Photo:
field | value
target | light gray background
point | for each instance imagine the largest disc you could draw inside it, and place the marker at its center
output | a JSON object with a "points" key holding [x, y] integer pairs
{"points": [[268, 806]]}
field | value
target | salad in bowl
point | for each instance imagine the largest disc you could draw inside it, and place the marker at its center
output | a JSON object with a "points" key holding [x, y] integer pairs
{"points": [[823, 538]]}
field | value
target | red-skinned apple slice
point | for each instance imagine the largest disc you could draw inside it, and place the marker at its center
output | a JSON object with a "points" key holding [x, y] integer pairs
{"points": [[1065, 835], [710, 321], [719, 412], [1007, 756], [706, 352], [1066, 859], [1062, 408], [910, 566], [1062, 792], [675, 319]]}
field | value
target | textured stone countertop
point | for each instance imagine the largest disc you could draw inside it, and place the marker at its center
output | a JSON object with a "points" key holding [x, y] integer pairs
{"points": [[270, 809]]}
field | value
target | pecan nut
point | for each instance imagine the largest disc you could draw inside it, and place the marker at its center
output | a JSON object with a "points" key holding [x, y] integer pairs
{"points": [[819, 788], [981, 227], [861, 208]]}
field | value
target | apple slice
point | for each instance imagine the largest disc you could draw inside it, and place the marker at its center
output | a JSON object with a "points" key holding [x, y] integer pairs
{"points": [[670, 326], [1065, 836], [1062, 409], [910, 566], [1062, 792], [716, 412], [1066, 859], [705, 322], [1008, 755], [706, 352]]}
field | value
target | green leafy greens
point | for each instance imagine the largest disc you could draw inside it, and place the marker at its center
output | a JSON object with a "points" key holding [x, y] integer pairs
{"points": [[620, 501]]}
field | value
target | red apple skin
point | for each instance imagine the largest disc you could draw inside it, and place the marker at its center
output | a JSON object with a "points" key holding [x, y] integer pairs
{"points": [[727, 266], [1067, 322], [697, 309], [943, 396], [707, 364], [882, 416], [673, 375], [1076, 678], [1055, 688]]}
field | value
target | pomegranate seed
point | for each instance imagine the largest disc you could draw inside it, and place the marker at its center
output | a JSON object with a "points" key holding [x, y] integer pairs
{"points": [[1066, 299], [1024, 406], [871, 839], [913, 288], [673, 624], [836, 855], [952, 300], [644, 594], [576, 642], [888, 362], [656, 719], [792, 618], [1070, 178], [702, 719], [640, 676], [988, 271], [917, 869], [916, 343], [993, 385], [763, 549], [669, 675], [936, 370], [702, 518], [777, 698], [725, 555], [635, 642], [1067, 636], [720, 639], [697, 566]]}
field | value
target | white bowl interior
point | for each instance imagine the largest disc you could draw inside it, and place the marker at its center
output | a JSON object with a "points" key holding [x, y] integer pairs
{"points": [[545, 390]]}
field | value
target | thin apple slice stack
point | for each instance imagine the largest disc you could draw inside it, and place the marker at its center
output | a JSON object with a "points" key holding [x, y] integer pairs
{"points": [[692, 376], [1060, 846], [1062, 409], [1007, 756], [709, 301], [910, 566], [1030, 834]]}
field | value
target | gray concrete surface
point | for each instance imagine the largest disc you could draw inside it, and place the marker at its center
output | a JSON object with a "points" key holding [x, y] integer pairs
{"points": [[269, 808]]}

* * * *

## EXERCISE OBJECTIVE
How many lines of the records contain the string "gray", with case counting? Give only the number.

## REPLY
2